- **Problem details**: Turn the records from the first line through the line containing "336 299 L 317" into a Markdown table with the columns Index and Content, giving each line a row number and skipping blank lines.
========================================================================
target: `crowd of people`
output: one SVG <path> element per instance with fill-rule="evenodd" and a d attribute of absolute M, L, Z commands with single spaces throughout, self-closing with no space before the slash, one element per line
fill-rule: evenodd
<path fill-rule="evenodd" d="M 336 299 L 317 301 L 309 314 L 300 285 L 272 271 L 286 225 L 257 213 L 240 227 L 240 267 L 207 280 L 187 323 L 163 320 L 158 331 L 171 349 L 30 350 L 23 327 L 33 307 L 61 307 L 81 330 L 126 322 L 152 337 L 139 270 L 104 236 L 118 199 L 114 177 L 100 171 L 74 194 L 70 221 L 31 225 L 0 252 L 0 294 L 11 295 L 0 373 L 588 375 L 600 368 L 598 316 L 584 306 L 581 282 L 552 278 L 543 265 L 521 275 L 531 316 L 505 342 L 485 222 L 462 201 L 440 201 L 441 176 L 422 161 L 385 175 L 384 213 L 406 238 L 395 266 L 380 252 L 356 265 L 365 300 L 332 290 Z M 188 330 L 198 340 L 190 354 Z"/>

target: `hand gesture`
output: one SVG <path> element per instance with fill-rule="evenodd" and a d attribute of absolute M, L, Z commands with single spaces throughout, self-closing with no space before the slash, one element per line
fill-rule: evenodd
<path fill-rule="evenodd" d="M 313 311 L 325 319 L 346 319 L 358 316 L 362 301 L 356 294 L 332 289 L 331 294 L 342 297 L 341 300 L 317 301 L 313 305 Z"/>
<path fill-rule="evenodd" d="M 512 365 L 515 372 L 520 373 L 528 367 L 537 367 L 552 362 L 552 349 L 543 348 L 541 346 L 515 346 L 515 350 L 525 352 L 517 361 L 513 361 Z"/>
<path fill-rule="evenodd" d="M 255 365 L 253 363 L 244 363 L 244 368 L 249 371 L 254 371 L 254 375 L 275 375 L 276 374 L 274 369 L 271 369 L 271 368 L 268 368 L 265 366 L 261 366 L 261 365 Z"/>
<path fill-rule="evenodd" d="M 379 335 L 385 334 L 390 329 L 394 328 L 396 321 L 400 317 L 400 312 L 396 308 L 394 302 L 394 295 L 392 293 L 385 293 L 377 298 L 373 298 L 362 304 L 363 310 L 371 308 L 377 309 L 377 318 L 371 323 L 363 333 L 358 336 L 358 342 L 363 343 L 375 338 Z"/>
========================================================================
- **Written solution**:
| Index | Content |
|---|---|
| 1 | target: `crowd of people` |
| 2 | output: one SVG <path> element per instance with fill-rule="evenodd" and a d attribute of absolute M, L, Z commands with single spaces throughout, self-closing with no space before the slash, one element per line |
| 3 | fill-rule: evenodd |
| 4 | <path fill-rule="evenodd" d="M 336 299 L 317 301 L 309 314 L 300 285 L 272 271 L 286 225 L 257 213 L 240 227 L 240 267 L 207 280 L 187 323 L 163 320 L 158 331 L 171 349 L 30 350 L 23 327 L 33 307 L 61 307 L 81 330 L 126 322 L 152 337 L 139 270 L 104 236 L 118 199 L 114 177 L 100 171 L 74 194 L 70 221 L 31 225 L 0 252 L 0 294 L 11 295 L 0 373 L 588 375 L 600 368 L 598 316 L 584 306 L 581 282 L 552 278 L 543 265 L 521 275 L 531 316 L 505 342 L 485 222 L 462 201 L 440 201 L 441 176 L 422 161 L 385 175 L 384 213 L 406 238 L 395 266 L 380 252 L 356 265 L 365 300 L 332 290 Z M 188 330 L 198 340 L 190 354 Z"/> |